● RECORD SET
※ ※ ※

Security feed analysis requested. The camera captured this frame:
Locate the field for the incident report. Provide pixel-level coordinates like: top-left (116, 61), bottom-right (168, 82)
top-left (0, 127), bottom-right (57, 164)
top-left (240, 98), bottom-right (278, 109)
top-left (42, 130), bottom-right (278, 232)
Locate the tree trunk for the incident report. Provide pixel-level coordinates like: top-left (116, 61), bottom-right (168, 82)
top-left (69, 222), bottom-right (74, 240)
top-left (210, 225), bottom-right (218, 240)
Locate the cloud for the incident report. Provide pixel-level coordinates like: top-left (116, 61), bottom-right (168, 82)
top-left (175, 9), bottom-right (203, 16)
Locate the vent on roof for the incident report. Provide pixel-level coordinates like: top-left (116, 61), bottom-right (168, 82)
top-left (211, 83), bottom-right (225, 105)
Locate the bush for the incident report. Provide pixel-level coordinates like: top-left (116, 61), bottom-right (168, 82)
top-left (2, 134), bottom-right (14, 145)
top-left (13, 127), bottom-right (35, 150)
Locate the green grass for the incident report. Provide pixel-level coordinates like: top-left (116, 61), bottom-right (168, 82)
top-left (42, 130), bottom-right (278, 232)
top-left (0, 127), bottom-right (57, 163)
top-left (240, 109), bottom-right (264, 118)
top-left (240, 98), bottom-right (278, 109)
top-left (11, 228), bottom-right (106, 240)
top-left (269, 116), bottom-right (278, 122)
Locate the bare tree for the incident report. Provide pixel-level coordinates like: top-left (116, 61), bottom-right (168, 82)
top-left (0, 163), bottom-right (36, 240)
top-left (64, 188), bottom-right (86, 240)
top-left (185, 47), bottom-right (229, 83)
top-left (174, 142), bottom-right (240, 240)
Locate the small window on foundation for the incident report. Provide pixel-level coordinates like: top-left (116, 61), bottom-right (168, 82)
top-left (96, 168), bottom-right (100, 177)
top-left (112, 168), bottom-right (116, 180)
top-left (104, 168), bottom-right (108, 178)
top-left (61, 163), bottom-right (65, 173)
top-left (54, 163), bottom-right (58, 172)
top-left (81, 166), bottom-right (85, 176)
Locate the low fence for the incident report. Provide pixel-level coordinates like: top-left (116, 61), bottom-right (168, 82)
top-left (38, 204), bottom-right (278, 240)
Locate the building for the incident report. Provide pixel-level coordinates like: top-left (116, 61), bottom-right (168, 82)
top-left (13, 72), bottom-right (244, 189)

※ ※ ※

● WRITTEN EXERCISE
Copy out every line of the material above that contains the word "tree".

● THE REPLY
Locate the tree trunk for the incident report. Provide pixel-level coordinates like: top-left (116, 61), bottom-right (168, 82)
Locate the bare tree for the incident report. Provide pixel-level coordinates like: top-left (116, 61), bottom-right (168, 82)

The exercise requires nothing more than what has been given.